→ ACTIVITY:
Please set down each record exactly as it appears, but leave out any pictures.

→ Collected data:
^^^^^^^^

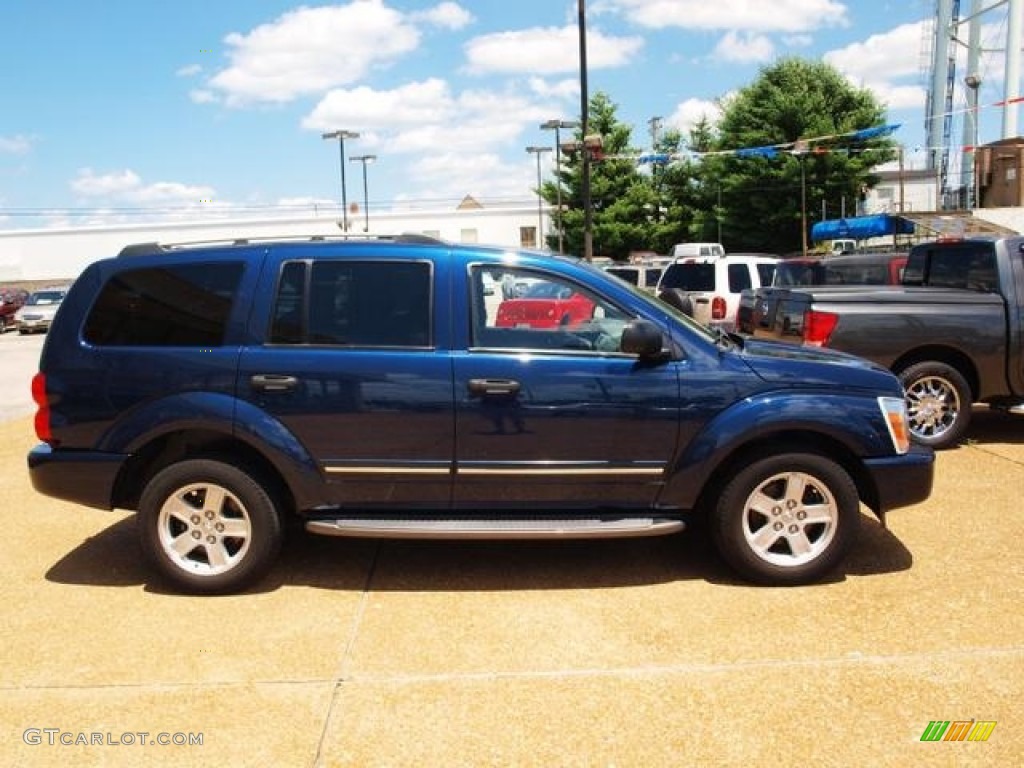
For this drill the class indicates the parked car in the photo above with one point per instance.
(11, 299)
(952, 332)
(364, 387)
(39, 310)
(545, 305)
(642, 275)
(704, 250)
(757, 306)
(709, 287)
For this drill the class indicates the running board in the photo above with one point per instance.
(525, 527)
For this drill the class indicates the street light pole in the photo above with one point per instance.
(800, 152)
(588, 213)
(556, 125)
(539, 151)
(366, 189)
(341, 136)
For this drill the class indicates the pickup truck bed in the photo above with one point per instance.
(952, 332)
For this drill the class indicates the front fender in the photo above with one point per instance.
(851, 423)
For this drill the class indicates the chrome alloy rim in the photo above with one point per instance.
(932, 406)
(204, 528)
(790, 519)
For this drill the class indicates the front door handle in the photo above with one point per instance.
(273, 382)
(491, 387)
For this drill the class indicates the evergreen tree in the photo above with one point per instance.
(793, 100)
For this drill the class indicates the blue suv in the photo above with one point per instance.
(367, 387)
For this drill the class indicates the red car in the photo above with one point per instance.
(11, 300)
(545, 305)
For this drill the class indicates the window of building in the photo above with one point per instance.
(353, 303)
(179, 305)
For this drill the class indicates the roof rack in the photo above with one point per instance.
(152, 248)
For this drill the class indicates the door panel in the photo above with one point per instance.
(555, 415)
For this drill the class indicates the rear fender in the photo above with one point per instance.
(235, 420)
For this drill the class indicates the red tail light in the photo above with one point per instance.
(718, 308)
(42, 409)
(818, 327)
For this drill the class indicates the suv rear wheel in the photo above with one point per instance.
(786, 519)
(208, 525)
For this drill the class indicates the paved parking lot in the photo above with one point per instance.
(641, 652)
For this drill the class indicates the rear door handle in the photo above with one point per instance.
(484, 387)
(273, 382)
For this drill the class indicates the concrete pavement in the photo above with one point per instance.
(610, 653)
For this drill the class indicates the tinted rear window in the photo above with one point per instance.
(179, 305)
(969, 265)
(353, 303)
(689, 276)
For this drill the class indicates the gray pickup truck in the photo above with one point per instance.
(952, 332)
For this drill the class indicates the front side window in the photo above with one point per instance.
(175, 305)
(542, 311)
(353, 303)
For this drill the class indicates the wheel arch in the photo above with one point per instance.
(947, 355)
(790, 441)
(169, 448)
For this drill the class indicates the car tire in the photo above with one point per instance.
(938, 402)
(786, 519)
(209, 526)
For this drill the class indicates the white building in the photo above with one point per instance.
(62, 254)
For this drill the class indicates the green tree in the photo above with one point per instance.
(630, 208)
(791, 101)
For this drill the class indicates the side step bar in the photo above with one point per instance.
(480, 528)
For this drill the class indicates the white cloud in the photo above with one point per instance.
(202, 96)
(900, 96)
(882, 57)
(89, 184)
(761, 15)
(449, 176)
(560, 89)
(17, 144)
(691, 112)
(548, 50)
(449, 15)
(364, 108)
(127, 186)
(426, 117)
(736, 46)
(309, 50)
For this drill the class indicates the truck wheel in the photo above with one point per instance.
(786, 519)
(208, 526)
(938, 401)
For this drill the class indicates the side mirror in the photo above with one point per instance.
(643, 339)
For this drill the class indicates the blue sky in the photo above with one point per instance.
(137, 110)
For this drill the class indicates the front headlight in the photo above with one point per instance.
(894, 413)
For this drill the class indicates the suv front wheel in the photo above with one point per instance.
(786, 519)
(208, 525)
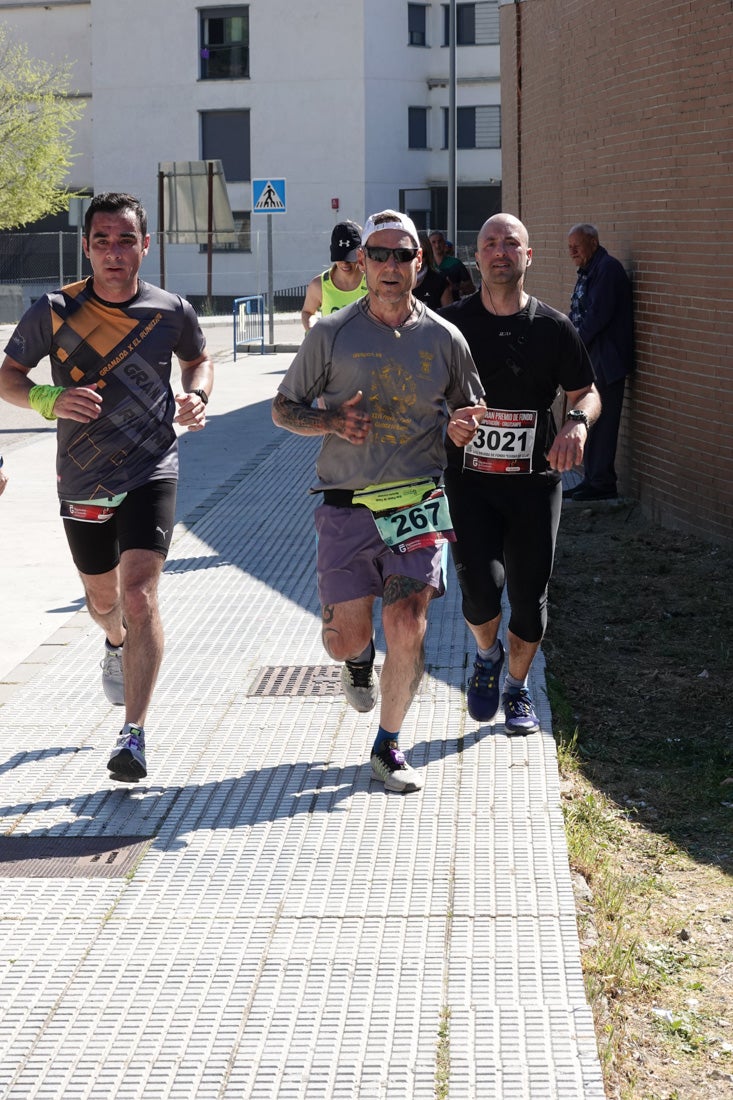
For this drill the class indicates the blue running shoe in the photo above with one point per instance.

^^^^^^^^

→ ANSWER SECTION:
For this drill the class indicates the parked car in the photo above with one point per instance.
(11, 299)
(952, 332)
(364, 387)
(39, 310)
(545, 305)
(642, 275)
(704, 250)
(757, 306)
(709, 287)
For this drill the class indicates the running board in the photo above with one point per instance.
(525, 527)
For this drill the class indicates the street light pole in the photo above with one point per instance.
(800, 152)
(588, 213)
(556, 125)
(539, 151)
(366, 189)
(341, 136)
For this drill the class indicates the pickup truck bed in the photo above with one point per instance.
(952, 332)
For this drill the class indicates the front fender in the photo above with one point per instance.
(851, 423)
For this drill the class indicates the chrome alloy rim in the photo above with one point per instance.
(932, 406)
(204, 528)
(790, 519)
For this drill the class indicates the front door handle in the photo above with one point per instance.
(273, 382)
(491, 387)
For this drill the class indicates the evergreen tree in the photo above with one point per instance.
(793, 100)
For this drill the class indicates the blue suv in the photo above with one point per instance.
(367, 387)
For this drill the class indicates the red car in the photo above with one point per instance.
(11, 300)
(545, 305)
For this drill the class indicates the window of building in the photo above with one point per instance.
(353, 303)
(179, 305)
For this drill the class indicates the roof rack in the photo above with one point per instance.
(152, 248)
For this drill the class indicates the door panel in the photo above with one point per instance.
(555, 415)
For this drill the class indicates the rear fender in the photo above with one point per instance.
(235, 420)
For this drill the class indicates the red tail light in the photo above with one point per instance.
(718, 308)
(42, 409)
(818, 327)
For this drill the class indicates the suv rear wheel in the photo above with one point per instance.
(786, 519)
(208, 525)
For this drill the class indicates the paved parking lot in the photo above with one point per instance.
(641, 652)
For this drill the class indicates the rear door handle in the photo above with one point per instance.
(484, 387)
(273, 382)
For this drill the class indicates the concrete pavement in the photo above with one point per instance.
(610, 653)
For this drill the class indicates the tinted rear window in the photo above with one point per instance.
(179, 305)
(969, 265)
(353, 303)
(689, 276)
For this drill the class indicates the gray pickup truck in the photo above with one point per instance.
(952, 332)
For this drill the class indicates the front side window in the photo above with one point per instance.
(175, 305)
(542, 311)
(353, 303)
For this drill the class indicates the wheel arch in the photo above with one point per instance.
(947, 355)
(790, 441)
(169, 448)
For this drill the class indicates the car tire in the photo above with one point per instance.
(938, 402)
(786, 519)
(209, 526)
For this drill the class indicates the white building in the photo above with one point per instance.
(62, 254)
For this drill the class indicates the green tree in the photo above with one point per instance.
(630, 208)
(791, 101)
For this drill the class indicates the side step bar in the photo above with one point per instance.
(480, 528)
For this drill the class indicates the white cloud in the photo above with one point per instance.
(202, 96)
(900, 96)
(882, 57)
(89, 184)
(761, 15)
(449, 176)
(560, 89)
(17, 144)
(691, 112)
(548, 50)
(449, 15)
(364, 108)
(127, 186)
(426, 117)
(736, 46)
(309, 50)
For this drill the class indicates the truck wheel in the photo above with one point per instance.
(786, 519)
(208, 526)
(938, 401)
For this drill the class indicates the side mirror in the photo above with one point per instance.
(643, 339)
For this drill the class indicates the blue sky in the photo above with one point per instance.
(137, 110)
For this drill the class indicates the front headlight in the photo above with one point per instance.
(894, 413)
For this drill the class indicates the suv front wheel in the photo above with one point per instance.
(786, 519)
(208, 525)
For this drill the class indicates the blue running shoe in the photo above with one point per instance.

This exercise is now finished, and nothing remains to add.